§ Exercise prompt: Give the lines starting at the one containing "entry: office tower" and ending at the one containing "Trace every instance of the office tower now." as a Markdown table with columns named Row and Line, numbering each row and leaving out blank lines.
— start The records —
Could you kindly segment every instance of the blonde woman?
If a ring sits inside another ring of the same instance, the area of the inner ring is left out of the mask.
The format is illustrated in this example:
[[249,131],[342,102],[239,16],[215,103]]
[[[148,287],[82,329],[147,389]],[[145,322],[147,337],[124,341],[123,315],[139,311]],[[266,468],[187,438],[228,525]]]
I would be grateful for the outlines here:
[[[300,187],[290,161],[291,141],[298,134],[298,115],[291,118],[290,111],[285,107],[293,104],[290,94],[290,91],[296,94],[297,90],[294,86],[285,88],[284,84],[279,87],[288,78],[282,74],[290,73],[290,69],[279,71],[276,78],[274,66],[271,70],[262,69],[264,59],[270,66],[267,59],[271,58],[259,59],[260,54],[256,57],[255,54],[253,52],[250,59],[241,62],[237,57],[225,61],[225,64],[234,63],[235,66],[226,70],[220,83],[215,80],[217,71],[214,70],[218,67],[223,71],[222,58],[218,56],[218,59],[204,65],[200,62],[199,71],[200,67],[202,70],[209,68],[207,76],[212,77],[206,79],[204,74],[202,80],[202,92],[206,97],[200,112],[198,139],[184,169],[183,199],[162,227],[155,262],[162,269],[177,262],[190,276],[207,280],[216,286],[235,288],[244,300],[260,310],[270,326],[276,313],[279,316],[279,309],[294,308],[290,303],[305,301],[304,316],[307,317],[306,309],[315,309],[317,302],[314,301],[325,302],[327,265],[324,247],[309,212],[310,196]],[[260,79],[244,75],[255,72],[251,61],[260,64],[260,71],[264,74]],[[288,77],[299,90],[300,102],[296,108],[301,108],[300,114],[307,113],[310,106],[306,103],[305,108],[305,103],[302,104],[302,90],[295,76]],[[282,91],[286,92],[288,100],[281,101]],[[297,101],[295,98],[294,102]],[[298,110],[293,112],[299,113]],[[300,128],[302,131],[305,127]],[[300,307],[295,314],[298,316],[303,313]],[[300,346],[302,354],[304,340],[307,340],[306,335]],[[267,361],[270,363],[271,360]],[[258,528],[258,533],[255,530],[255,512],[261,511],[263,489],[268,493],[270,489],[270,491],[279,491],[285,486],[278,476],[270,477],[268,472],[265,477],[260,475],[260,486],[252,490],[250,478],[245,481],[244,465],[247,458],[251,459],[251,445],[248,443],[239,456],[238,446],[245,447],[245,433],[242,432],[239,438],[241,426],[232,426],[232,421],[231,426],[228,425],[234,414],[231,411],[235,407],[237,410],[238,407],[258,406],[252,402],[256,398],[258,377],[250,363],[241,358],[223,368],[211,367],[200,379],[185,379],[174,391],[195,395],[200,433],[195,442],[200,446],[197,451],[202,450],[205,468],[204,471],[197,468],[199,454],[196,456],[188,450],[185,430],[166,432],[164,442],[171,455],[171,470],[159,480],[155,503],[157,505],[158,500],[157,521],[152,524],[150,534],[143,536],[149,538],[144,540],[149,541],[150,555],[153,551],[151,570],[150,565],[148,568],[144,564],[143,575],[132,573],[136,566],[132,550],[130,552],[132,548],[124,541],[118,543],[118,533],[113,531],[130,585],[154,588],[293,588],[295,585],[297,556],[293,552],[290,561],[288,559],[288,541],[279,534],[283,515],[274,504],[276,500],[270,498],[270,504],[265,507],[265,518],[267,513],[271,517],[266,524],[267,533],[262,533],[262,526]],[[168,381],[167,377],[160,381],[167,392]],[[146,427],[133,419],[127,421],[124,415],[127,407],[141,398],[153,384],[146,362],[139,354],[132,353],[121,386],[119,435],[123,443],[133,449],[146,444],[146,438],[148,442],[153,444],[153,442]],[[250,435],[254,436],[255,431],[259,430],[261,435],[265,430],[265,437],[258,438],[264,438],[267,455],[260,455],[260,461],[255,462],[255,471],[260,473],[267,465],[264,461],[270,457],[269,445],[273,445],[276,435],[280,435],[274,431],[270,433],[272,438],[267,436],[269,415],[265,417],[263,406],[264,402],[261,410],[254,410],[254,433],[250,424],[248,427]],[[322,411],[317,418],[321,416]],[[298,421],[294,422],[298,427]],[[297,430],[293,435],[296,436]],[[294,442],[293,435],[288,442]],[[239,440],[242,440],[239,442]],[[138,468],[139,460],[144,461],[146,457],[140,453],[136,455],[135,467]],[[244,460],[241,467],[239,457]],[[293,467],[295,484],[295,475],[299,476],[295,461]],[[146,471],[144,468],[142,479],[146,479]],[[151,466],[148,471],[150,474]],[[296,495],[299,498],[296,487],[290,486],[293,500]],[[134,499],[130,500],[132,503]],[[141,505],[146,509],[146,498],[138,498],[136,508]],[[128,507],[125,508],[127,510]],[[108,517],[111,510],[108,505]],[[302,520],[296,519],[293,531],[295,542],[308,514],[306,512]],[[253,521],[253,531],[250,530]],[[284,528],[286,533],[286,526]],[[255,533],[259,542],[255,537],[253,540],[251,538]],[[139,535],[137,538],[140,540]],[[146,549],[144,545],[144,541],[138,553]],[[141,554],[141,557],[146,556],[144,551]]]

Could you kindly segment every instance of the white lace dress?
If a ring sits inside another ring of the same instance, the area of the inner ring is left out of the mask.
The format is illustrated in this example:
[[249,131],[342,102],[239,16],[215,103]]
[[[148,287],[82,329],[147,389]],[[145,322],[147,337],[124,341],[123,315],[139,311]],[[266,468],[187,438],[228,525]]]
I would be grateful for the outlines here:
— end The records —
— start The records —
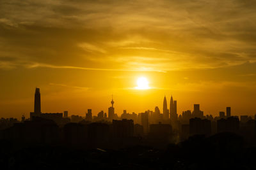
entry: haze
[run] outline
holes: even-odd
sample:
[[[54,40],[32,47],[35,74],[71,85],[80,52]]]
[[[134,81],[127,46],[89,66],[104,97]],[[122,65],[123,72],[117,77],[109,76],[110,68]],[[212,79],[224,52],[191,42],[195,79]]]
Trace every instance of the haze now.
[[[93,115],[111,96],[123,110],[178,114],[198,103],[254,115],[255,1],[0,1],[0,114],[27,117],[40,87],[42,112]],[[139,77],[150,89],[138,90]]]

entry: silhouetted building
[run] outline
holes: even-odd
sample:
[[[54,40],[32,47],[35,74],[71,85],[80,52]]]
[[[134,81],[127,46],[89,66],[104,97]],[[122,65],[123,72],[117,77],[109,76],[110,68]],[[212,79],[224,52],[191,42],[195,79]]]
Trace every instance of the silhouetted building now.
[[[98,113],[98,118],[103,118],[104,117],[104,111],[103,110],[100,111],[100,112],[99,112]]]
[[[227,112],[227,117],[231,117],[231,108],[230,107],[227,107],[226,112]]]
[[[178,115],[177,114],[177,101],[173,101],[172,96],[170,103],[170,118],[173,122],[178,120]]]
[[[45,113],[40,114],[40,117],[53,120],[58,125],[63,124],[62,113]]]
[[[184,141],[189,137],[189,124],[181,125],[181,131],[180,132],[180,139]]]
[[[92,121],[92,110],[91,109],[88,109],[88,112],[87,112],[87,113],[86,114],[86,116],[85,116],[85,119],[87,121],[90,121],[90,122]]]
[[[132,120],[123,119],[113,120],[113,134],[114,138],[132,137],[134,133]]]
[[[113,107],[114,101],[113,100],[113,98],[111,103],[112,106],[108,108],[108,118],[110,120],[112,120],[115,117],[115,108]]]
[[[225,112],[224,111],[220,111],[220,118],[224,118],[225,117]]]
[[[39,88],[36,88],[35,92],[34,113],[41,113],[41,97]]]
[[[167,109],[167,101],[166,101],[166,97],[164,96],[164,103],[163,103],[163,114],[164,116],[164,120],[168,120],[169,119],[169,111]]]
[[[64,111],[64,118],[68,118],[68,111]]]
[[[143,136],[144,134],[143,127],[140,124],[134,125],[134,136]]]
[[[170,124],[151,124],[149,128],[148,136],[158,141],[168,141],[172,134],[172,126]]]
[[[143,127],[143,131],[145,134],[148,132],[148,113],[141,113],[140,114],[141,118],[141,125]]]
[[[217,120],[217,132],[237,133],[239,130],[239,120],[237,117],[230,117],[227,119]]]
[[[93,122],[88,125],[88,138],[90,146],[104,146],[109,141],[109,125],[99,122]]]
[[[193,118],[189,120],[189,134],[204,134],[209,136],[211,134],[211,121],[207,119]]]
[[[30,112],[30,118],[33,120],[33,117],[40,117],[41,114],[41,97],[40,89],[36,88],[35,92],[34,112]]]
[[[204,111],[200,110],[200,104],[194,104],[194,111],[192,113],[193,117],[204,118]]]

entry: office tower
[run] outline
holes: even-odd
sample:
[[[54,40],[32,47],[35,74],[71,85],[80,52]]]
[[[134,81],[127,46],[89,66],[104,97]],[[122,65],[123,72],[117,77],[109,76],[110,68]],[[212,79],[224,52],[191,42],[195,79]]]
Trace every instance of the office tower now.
— end The records —
§ Expected output:
| Row | Line |
|---|---|
| 1 | entry: office tower |
| 2 | [run] outline |
| 3 | holes: even-odd |
| 4 | sample: |
| 5 | [[[54,40],[32,47],[35,74],[71,85],[80,52]]] |
| 6 | [[[134,81],[127,46],[89,66],[104,97]],[[122,65],[123,72],[117,77],[109,76],[110,68]],[[212,79],[224,52],[191,42],[195,79]]] |
| 7 | Trace every instance of the office tower now. |